* REQUIRED TASK:
Could you quote, exactly as they stand, the lines running from the one with "-- sample [1170,173]." to the final line of the material?
---------- INPUT MATERIAL
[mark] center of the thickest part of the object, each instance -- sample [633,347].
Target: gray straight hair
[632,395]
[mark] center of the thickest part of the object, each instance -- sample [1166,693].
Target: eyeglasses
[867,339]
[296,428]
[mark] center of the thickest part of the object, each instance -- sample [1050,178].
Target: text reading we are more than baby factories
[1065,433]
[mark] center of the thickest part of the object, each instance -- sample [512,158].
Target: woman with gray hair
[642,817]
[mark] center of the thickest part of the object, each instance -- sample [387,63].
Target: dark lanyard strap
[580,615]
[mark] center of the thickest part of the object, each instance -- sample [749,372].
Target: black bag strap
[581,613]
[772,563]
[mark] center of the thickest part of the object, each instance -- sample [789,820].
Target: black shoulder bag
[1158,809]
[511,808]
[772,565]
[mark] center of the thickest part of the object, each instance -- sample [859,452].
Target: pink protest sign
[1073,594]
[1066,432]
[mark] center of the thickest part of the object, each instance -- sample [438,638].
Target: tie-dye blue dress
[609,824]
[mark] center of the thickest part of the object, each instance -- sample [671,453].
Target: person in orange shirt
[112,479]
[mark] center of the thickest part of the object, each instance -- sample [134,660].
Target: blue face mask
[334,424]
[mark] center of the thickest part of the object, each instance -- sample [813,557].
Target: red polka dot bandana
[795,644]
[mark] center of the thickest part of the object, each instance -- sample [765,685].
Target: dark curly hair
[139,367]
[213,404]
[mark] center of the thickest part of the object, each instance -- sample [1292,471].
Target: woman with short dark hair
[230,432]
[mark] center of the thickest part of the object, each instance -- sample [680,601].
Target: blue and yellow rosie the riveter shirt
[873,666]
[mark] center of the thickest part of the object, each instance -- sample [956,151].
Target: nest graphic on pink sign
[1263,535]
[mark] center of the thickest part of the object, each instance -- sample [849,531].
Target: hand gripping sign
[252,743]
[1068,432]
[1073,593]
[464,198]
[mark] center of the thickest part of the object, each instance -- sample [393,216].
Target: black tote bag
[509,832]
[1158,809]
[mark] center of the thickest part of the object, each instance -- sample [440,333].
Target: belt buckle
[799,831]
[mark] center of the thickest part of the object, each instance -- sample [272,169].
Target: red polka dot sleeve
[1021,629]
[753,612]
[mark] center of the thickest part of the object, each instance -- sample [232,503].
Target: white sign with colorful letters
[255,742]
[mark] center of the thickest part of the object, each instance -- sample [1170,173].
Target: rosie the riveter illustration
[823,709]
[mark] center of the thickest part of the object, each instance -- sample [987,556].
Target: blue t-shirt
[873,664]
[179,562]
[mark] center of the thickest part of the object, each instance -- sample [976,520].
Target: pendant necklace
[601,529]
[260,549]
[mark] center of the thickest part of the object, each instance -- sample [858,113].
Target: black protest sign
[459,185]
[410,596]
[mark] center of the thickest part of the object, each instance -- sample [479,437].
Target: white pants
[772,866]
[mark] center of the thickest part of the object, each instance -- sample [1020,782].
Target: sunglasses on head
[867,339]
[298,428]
--------------------
* THE ANSWER:
[mark] center of the thickest part of the object, each instance -- sample [1170,173].
Target: rosie the riveter illustration
[823,709]
[mark] center of the thickest part of the object, each instance -- sample [987,556].
Target: blue t-shirt
[873,664]
[179,562]
[mark] center of the thickest part of the object, each instance -- sample [976,520].
Target: pendant necklace
[601,529]
[260,549]
[mark] center of the thickest part of the object, each instance -- sample [858,113].
Target: black protest sign
[459,185]
[410,596]
[mark] center of the thickest part of the object, each instance -- sample [479,437].
Target: white pants
[772,866]
[mark] center of the thickest part of the object, each instance -- sample [1020,782].
Target: sunglasses on head
[867,339]
[298,428]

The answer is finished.